What this exercise asks —
1 – In the forum thread about raising bettas in a rice paddy, once what is established do the fish become peaceful, according to MrVampire181?
2 – Continue the forum thread about raising bettas in a rice paddy from where it stops.

Provided text —
*** Begin section ***
# Breeding/rearing betta in a rice patty?



## ireland (Mar 1, 2011)

I was talking to one of my friend, whom is a betta enthuse as well, today and he tells me that they grow rice every summer. It was then that the idea came to us both. Could it be possible or even recommended to breed/grow betta out in the rice patty during summer?


----------



## Sena Hansler (Aug 24, 2011)

You technically could... but they would have to be plakats, or better yet the wild betta who can be together in groups without much of a problem. You couldn't have betta splendens, male and females in that kind of group. Also, it depends on the temperature... and if you have a place to keep them all when it gets cold (if it gets cold). It CAN be done, and plus depending where you are mosquitos would be lessened xD

I'd say, it is possible. But, groups of bettas probably only the wild types, or F1 bettas. you could try, if you really wanted to. Just as long as you are willing to put forth the effort and the money


----------



## JAB91 (Aug 30, 2011)

Which part if the world would you be attempting this?


----------



## Sena Hansler (Aug 24, 2011)

Looks to me like North Carolina? if that is where you are situated, and plan to that is


----------



## MrVampire181 (May 12, 2009)

Sena Hansler said:


> You technically could... but they would have to be plakats, or better yet the wild betta who can be together in groups without much of a problem. You couldn't have betta splendens, male and females in that kind of group. Also, it depends on the temperature... and if you have a place to keep them all when it gets cold (if it gets cold). It CAN be done, and plus depending where you are mosquitos would be lessened xD
> 
> I'd say, it is possible. But, groups of bettas probably only the wild types, or F1 bettas. you could try, if you really wanted to. Just as long as you are willing to put forth the effort and the money


 Um long finned bettas do fine outdoors...and males and females can be kept together in larger set ups (or smaller depending on relationship with other fish....once dominanace is established the fish are peaceful). And why can he keep plakats but not splendens? Thats a big contradiction.


----------



## fightergirl2710 (Jun 9, 2011)

I think she must have meant wild types that can live in pairs and such.. :/


----------



## MrVampire181 (May 12, 2009)
*** End section ***
Information supplied —
*** Begin section ***
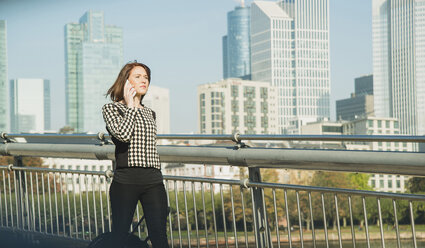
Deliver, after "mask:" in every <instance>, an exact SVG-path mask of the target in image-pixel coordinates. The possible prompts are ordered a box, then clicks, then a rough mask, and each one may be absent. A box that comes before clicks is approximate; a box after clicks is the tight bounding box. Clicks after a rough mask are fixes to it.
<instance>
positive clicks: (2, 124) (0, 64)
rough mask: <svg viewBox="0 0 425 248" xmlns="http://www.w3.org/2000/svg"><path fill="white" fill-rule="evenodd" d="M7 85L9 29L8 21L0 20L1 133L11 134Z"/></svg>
mask: <svg viewBox="0 0 425 248" xmlns="http://www.w3.org/2000/svg"><path fill="white" fill-rule="evenodd" d="M8 93H9V88H8V83H7V29H6V21H5V20H0V132H9V131H10V127H9V108H8V106H9V101H8Z"/></svg>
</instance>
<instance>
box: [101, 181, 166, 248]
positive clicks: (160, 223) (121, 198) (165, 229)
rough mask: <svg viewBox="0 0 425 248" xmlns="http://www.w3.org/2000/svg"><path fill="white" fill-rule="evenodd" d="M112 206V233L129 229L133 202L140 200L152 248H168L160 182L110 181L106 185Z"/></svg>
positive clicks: (136, 205)
mask: <svg viewBox="0 0 425 248" xmlns="http://www.w3.org/2000/svg"><path fill="white" fill-rule="evenodd" d="M109 196H110V199H111V209H112V233H114V234H115V235H117V237H121V238H123V237H125V236H126V235H127V233H128V231H129V229H130V225H131V223H132V220H133V216H134V211H135V209H136V206H137V202H138V201H140V203H141V204H142V207H143V214H144V215H145V218H146V219H145V220H146V225H147V227H148V232H149V238H150V240H151V242H152V246H153V247H154V248H162V247H167V248H168V239H167V231H166V224H167V214H168V213H167V208H168V204H167V194H166V192H165V188H164V184H163V183H159V184H153V185H139V184H122V183H118V182H116V181H112V184H111V187H110V188H109Z"/></svg>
*** End section ***
Responses per task —
1 – Dominance.

2 –
So can regular long finned splendens in the proper set up. I've had several males and even more females in one kiddy pool and I hardly had any issues. It's all about space and amount of hiding places. If there is room for each male to have a territory (within a few feet from each other) it's fine. Also this is more about growing the fish out...they're gonna live together for several week anyway and the more space the longer they remain peaceful (often well into adulthood).


----------



## ireland (Mar 1, 2011)

Hmm the idea is looking better and better.

Yes I do plan to so this in North Carolina, but the project is postpone until warmer season. I've gone to my friends rice patty once. It was about an acre or two, the waters knee deep, and full mosquito.


----------



## cajunamy (Apr 28, 2011)

I'd personally rather do it in a more controlled environment like a tank or a huge 30 gal container.


----------



## ireland (Mar 1, 2011)

True, the only issue here is control. We would have no control whatsoever and not to mention a harvesting method efficient enough to gather all fry.


----------



## Sena Hansler (Aug 24, 2011)

ireland said:


> True, the only issue here is control. We would have no control whatsoever and not to mention a harvesting method efficient enough to gather all fry.


You should get an "easy setup" pool/pond, then you can control it, you have more space, plus then you could see if it works.


And by "plakat aka wild types" more than long finned, I am just pointing out that I have noticed that bettas with longer fins have a harder time getting along than short finned bettas like the wild type. Yes a few fish may "be able to be together" but it depends on the particular betta, the space, and how heavily planted you really want it. IMO of course, but sure, go with long fin short fin whichever you want. Trial and error.


----------



## cajunamy (Apr 28, 2011)

Actually I have 5 plakats and they are way more aggressive than their long finned counterparts.

FYI - wild bettas and plakats that we see for sale are entirely different things.

2 examples of wild type bettas, there are many species.

















Examples of our domestic plakat betta s.


----------



## Sena Hansler (Aug 24, 2011)

Hmm maybe I find different ones? o.o lol. Plakats here I have seen are more docile... hmm... okay well maybe it's in the discretion of the betta itself lol


----------



## dramaqueen (Jul 7, 2008)

My plakat is aggressive. He always flares at his neighbors. That second one is gorgeous, Amy.


----------



## indjo (Jun 6, 2010)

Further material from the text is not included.